Text for analysis:

LOS ANGELES – A total of 31,576 new COVID-19 cases were documented on Monday — up ten times the number of cases reported on Dec. 17, 2021, when there were 3,360 new cases recorded the Los Angeles County Department of Public Health reported Monday.

There are  4,564 people with COVID-19 currently hospitalized, nearly 6 times the number from one month ago when 772 people were hospitalized. The daily positivity rate is 16.5%, more than 8 times the 2% daily positivity rate on December 17th.

Just one week ago, the county surpassed 2 million total COVID-19 cases, with the figure reaching 2,289,045 cases as of Monday.

“On this national holiday where we celebrate the life and legacy of Dr. Martin Luther King, we remember his deep commitment to health equity.  As Reverend King memorably said, ‘Of all the forms of inequality, injustice in health is the most shocking and the most inhuman because it often results in physical death,’ ” said Dr. Barbara Ferrer, Director of Public Health.

“Tragically, we have seen this play out in real life and very clearly over the past two years with the disparate impacts of the COVID-19 pandemic on people of color. From the onset of the pandemic, communities of color have experienced the greatest devastation from COVID-19 in Los Angeles County and throughout the nation,” she added.

“The good news is that while hospitalizations continue to climb, Public Health data shows that many positive cases are admitted for reasons other than COVID but, are identified with COVID when tested for COVID upon hospital admission,” the health department said in a statement released last week.

As of Friday, more than 80% of all adult ICU beds in the county were occupied.

There are also 27 new deaths due to COVID-19 in Los Angeles County and 31,576 new positive cases.

The public health department also noted that while the number of children hospitalized with the virus remains low, the number of them admitted to L.A. County hospitals “significantly increased” over the past month, with the largest increase among children younger than 5 years old.

Data for analysis:
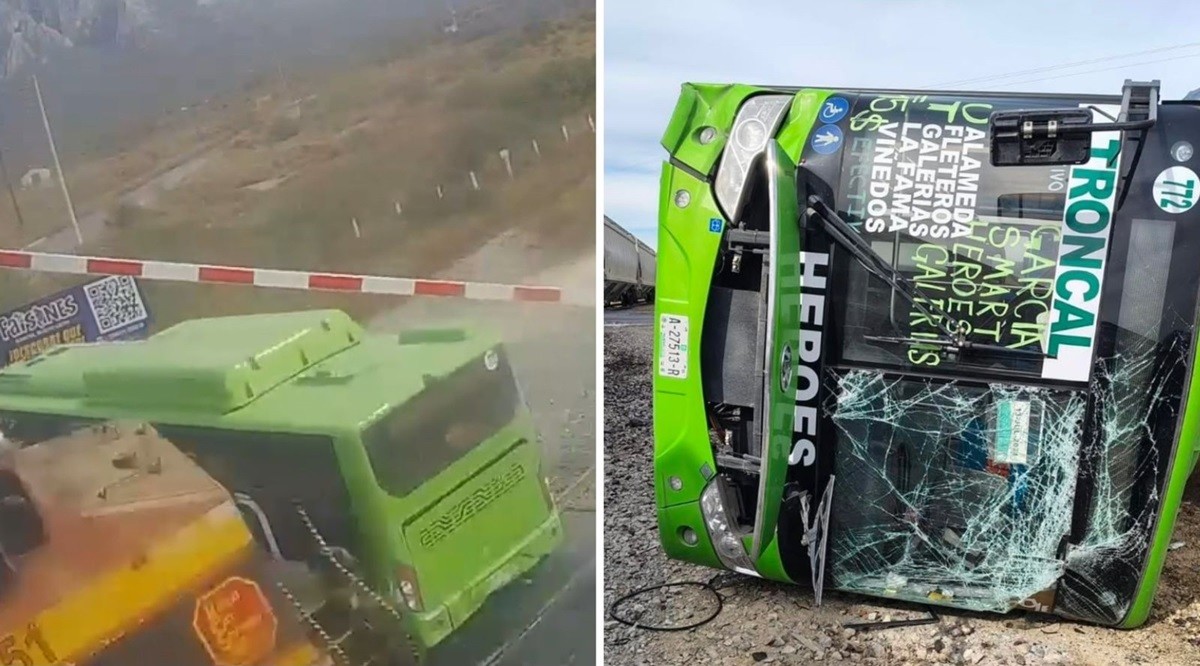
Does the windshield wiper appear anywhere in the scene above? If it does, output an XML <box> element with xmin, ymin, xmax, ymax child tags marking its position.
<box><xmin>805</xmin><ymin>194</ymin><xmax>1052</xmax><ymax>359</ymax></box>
--
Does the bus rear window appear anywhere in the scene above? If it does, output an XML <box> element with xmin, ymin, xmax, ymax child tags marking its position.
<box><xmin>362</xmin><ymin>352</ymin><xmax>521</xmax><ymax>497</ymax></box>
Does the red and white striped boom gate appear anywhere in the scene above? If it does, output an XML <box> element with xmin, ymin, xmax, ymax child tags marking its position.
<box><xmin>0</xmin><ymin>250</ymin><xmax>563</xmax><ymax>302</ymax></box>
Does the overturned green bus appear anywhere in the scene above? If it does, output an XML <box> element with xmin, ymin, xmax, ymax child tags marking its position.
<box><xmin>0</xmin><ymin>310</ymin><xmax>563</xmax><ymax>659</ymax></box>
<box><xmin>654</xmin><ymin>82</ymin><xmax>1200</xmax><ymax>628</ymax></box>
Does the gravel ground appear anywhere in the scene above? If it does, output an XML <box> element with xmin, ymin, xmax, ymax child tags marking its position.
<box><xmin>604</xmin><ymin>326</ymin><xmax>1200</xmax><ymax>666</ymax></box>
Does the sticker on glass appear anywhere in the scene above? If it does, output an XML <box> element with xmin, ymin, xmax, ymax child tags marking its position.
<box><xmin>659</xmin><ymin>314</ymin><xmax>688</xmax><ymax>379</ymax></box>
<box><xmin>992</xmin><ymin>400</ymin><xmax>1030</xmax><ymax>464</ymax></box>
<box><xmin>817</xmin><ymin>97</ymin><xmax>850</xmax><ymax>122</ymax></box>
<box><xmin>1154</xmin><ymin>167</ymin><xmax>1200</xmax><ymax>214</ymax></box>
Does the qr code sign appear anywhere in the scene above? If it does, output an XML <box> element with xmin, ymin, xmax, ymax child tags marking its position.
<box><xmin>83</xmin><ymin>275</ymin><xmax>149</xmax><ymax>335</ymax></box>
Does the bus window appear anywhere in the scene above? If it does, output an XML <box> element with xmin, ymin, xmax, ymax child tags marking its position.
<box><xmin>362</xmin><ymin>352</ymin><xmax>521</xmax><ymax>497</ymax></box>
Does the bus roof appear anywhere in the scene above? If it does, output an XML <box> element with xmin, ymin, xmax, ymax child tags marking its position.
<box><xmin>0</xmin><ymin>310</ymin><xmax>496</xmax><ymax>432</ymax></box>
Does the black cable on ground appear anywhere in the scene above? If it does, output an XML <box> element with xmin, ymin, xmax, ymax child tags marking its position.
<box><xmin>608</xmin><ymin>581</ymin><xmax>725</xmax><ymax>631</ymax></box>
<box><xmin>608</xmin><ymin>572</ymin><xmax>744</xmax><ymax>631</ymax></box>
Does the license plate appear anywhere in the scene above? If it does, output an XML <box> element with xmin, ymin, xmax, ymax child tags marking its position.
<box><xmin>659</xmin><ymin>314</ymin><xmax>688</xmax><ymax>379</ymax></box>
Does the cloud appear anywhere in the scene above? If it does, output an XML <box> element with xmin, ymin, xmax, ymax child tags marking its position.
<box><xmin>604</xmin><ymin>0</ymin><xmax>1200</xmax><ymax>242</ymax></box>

Work order 1:
In the Los Angeles County COVID-19 report, how many people with COVID-19 are currently hospitalized?
Work order 2:
Copy the stretch of the Los Angeles County COVID-19 report from "LOS ANGELES –" through "as of Monday.".
Work order 3:
Write what comes next in the Los Angeles County COVID-19 report, picking up after its final sentence.
The items play no part in what is asked here.

Exercise output 1:
4,564 people.

Exercise output 2:
LOS ANGELES – A total of 31,576 new COVID-19 cases were documented on Monday — up ten times the number of cases reported on Dec. 17, 2021, when there were 3,360 new cases recorded the Los Angeles County Department of Public Health reported Monday.

There are  4,564 people with COVID-19 currently hospitalized, nearly 6 times the number from one month ago when 772 people were hospitalized. The daily positivity rate is 16.5%, more than 8 times the 2% daily positivity rate on December 17th.

Just one week ago, the county surpassed 2 million total COVID-19 cases, with the figure reaching 2,289,045 cases as of Monday.

Exercise output 3:
The increase mirrors trends seen nationwide for the age group — the only one not yet eligible for the vaccine.

The county also saw its highest coronavirus death rate in nearly 10 months over this past week, with an average of 40 COVID-19 deaths a day.

“From the onset of the pandemic, communities of color have experienced the greatest devastation from COVID-19 in Los Angeles County and throughout the nation. As we continue to implement strategies – enforcing worker protections through our Health Officer Orders, providing resources needed by many to survive the impact of the pandemic, funding community-based organizations in hard hit areas to serve as trusted public health messengers, and increasing vaccination access in under-sourced neighborhoods – we also need to come together to address the impact that racism, historical disinvestment, and social marginalization have on COVID-19 outcomes,” Ferrer said.

“While these conditions predate the pandemic, without deliberate collective actions to address the root causes of health inequities, we are unlikely to close the gaps we have documented for 2 long years,” she added.

California has recorded more than 7 million coronavirus cases after its fastest accumulation of reported infections in the history of the pandemic, the Los Angeles Times reported.

The unprecedented count, recorded in California’s databases late Monday, comes one week after the state tallied its 6 millionth coronavirus case.